▶ **Your goal**: Reproduce verbatim the passage below reviewing Mario Aguilar's book on silent meditation.

▶ **Extract**:

•••••

I REALLY struggled to engage with this book, which, I suspect, has more to do with me than with Mario Aguilar, because in many ways I agree with him and think his central theme is important, and his approach to it helpful, generous, and sturdily practical.
Aguilar is taking forward the work and thinking of Bede Griffiths and his companions — basically, that Buddhism and Christianity have a great deal to share — and in particular the deep Eastern practice and discipline of “silent meditation” (or contemplation or apophatic prayer or whatever you choose to call it) — that attentive sitting in the presence of God can both transcend and undercut doctrinal blether and allow us to share the insight into the divine in a meeting that is good for us and good in itself.

•••••

▶ **Record set**:
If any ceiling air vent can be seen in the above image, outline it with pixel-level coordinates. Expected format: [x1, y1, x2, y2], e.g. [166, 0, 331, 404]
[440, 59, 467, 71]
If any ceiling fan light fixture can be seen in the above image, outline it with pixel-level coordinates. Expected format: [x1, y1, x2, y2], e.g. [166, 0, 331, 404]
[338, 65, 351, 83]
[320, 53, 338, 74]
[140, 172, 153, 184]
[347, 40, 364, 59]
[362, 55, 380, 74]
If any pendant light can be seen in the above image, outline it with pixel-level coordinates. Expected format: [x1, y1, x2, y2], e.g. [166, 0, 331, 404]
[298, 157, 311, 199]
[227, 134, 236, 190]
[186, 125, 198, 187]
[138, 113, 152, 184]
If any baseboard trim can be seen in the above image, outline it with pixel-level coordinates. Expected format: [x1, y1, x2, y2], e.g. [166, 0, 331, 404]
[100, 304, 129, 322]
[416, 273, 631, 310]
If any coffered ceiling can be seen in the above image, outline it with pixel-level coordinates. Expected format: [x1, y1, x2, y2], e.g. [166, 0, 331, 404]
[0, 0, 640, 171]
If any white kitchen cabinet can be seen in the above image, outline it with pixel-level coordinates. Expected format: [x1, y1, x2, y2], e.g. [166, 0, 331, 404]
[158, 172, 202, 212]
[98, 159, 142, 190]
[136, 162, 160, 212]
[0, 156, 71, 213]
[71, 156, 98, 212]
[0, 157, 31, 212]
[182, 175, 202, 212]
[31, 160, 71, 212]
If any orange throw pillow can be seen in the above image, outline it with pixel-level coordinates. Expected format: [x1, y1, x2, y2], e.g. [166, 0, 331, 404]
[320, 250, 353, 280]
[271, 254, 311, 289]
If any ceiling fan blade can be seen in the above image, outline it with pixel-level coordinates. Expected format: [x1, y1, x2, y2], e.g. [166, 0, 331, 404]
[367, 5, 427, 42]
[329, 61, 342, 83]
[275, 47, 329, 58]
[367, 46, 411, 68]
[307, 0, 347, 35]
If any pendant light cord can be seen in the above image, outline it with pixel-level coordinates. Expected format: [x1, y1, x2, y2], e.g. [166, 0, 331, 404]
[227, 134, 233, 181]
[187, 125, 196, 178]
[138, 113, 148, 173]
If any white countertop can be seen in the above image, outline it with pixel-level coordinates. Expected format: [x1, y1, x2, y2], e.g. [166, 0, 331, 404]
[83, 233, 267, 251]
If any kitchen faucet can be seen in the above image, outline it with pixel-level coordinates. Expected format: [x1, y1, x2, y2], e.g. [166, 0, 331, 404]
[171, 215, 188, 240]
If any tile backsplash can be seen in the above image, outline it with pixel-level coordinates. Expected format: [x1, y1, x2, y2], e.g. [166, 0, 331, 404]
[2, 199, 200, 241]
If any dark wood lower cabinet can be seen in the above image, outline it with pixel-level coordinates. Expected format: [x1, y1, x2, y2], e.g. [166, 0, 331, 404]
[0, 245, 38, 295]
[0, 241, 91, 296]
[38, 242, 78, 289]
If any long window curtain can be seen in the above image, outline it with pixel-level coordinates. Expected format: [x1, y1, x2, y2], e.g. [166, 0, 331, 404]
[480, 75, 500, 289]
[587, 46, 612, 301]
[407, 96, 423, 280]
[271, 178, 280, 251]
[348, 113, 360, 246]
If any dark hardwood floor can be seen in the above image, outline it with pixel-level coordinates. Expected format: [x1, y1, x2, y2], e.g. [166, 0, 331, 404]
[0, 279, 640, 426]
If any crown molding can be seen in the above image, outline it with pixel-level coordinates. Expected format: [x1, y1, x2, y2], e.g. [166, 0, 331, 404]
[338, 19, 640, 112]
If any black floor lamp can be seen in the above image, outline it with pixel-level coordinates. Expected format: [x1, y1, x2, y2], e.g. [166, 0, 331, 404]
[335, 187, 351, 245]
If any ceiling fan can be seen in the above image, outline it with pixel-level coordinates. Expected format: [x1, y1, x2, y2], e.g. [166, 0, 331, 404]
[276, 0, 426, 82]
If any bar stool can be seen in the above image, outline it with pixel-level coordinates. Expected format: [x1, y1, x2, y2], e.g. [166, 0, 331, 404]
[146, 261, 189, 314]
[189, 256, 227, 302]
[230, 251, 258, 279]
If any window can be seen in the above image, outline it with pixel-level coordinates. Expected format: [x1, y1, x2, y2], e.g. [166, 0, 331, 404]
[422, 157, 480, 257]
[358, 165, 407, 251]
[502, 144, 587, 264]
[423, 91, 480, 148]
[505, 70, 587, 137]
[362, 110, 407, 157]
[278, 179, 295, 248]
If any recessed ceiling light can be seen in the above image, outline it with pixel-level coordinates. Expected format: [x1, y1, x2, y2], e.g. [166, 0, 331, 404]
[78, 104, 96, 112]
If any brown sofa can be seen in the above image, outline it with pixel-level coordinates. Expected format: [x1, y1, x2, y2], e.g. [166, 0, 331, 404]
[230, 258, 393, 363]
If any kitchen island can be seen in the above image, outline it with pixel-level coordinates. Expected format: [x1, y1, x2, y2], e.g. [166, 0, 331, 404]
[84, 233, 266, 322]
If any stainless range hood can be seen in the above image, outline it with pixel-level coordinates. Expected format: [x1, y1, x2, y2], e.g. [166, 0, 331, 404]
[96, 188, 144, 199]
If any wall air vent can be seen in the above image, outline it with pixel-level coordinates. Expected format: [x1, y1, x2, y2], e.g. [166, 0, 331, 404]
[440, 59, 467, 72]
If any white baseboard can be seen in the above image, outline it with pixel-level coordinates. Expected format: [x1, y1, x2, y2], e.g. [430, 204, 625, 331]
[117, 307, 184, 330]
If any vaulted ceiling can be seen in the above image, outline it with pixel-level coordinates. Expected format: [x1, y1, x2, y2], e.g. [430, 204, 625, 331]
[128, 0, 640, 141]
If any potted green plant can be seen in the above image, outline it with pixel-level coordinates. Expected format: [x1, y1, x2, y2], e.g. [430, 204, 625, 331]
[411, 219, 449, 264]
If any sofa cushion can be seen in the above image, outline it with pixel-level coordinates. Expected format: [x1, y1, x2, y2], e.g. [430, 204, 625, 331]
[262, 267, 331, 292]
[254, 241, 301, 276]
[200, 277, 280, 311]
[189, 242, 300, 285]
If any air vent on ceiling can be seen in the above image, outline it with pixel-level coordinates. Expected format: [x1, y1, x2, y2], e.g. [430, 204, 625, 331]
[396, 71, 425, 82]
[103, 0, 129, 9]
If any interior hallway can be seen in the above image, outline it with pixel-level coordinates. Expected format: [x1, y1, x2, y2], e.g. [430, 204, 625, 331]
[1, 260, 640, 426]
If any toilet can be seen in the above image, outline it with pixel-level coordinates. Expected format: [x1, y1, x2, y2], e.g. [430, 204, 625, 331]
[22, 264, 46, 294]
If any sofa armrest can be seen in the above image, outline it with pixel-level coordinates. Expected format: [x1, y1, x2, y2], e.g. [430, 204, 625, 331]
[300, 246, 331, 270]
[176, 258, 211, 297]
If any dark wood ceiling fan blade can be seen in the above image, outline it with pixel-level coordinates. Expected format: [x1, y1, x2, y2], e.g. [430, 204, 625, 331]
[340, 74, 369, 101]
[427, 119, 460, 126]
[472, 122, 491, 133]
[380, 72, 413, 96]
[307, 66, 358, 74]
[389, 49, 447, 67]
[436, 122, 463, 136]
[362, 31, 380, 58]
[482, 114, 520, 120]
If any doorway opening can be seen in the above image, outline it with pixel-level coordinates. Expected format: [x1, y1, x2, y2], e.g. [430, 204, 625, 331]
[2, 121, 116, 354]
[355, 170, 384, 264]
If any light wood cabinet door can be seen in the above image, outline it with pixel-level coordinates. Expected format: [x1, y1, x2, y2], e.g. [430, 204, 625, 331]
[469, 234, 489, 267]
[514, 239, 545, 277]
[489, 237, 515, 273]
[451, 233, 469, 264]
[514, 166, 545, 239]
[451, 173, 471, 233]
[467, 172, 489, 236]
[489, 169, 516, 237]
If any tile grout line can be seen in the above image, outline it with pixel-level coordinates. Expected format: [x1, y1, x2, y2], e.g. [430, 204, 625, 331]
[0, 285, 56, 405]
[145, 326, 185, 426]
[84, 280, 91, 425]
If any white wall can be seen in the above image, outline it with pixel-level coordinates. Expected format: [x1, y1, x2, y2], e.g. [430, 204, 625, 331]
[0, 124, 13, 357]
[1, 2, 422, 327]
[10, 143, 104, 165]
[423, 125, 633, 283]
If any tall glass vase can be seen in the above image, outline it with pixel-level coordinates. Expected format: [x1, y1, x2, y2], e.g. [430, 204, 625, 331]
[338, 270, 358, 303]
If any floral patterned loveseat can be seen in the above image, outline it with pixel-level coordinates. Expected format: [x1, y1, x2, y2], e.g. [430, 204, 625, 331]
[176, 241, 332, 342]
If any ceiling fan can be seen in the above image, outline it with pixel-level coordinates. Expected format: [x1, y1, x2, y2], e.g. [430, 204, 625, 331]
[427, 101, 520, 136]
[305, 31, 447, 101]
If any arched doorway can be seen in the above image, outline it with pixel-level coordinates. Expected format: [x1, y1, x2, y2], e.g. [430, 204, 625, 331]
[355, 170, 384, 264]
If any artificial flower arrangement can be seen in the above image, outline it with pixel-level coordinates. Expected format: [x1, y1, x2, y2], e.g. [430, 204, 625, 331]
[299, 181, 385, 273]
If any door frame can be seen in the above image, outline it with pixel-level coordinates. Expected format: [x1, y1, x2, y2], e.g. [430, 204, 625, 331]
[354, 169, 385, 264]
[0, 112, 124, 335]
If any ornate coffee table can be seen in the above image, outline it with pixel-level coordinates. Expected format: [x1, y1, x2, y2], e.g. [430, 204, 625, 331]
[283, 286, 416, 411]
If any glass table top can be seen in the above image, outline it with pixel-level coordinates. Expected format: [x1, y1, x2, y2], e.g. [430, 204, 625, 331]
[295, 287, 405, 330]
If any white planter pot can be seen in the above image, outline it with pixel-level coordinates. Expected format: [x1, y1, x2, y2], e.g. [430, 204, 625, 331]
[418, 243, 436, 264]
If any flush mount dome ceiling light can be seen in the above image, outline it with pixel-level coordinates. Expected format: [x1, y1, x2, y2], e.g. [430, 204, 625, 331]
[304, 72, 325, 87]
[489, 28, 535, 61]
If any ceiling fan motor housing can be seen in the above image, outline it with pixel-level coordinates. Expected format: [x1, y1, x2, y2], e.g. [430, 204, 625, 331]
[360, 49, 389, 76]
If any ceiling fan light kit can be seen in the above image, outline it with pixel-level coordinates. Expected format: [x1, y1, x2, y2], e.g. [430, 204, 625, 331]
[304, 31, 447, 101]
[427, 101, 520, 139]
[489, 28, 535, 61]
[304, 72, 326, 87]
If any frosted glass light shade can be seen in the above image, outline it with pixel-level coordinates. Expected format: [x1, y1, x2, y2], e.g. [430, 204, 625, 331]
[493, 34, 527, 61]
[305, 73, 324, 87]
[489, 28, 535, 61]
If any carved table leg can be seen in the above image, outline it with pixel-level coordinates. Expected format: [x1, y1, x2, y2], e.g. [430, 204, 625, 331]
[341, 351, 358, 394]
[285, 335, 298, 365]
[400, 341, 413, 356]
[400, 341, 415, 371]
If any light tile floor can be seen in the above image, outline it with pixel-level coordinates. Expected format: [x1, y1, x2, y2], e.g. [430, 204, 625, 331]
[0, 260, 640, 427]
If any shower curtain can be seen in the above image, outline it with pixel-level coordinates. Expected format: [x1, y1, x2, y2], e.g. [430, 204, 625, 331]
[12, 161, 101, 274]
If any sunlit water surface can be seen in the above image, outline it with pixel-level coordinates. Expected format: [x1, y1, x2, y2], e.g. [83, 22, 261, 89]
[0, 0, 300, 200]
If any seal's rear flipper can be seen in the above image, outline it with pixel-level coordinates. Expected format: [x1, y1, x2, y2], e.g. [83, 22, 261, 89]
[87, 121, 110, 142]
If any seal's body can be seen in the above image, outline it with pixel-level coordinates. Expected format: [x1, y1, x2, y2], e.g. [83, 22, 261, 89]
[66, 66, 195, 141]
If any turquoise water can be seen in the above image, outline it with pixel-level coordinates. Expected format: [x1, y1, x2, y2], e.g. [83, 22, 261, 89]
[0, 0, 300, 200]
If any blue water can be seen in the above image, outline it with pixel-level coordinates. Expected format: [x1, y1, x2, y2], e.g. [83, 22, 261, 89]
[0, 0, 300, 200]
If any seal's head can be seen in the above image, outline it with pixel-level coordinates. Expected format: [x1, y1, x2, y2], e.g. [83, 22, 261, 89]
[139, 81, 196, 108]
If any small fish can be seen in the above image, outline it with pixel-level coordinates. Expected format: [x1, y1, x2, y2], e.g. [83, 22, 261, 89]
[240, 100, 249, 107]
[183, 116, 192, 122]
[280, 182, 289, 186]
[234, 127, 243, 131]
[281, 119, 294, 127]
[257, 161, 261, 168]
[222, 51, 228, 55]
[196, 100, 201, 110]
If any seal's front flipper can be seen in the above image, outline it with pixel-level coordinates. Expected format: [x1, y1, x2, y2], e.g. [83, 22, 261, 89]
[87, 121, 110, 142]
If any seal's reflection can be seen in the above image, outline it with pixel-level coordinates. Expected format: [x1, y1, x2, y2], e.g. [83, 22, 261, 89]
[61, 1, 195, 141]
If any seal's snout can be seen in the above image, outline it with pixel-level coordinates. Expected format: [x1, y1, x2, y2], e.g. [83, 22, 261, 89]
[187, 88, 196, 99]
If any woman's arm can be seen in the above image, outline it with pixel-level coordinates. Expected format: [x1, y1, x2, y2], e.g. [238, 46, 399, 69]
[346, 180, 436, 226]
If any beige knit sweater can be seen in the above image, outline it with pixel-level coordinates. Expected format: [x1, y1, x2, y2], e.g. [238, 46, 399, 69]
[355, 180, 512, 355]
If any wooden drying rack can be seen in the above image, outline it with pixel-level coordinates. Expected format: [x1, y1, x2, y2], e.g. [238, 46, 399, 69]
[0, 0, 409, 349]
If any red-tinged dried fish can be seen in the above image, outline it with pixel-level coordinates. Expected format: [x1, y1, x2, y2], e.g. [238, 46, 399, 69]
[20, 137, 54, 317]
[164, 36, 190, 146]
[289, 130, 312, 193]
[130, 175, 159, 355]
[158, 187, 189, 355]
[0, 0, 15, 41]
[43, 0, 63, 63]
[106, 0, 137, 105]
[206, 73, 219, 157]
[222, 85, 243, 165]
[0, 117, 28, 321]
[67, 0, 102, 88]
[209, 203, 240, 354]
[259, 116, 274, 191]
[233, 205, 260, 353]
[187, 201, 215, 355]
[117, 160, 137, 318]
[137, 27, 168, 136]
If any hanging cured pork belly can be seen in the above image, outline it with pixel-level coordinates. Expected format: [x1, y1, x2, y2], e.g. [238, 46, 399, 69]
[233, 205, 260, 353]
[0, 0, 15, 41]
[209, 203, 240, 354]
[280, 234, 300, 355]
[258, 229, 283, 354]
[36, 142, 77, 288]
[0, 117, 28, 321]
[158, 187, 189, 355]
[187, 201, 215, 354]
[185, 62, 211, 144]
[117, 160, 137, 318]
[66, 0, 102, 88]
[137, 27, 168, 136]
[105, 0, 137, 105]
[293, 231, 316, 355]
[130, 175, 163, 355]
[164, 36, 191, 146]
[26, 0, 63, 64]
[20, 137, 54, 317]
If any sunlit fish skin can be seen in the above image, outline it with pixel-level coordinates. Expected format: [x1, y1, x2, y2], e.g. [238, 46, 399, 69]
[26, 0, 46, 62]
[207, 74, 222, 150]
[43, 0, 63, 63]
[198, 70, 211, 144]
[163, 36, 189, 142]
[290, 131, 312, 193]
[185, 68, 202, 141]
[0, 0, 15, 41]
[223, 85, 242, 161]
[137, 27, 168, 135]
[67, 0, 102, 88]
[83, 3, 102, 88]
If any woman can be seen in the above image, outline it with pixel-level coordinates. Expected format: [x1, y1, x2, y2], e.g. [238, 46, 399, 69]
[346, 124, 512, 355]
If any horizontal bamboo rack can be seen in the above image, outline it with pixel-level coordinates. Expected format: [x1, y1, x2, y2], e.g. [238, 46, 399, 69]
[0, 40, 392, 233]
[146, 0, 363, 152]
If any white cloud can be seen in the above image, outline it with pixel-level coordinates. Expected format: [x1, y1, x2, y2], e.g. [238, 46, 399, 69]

•••••

▶ **The completed task**:
I REALLY struggled to engage with this book, which, I suspect, has more to do with me than with Mario Aguilar, because in many ways I agree with him and think his central theme is important, and his approach to it helpful, generous, and sturdily practical.
Aguilar is taking forward the work and thinking of Bede Griffiths and his companions — basically, that Buddhism and Christianity have a great deal to share — and in particular the deep Eastern practice and discipline of “silent meditation” (or contemplation or apophatic prayer or whatever you choose to call it) — that attentive sitting in the presence of God can both transcend and undercut doctrinal blether and allow us to share the insight into the divine in a meeting that is good for us and good in itself.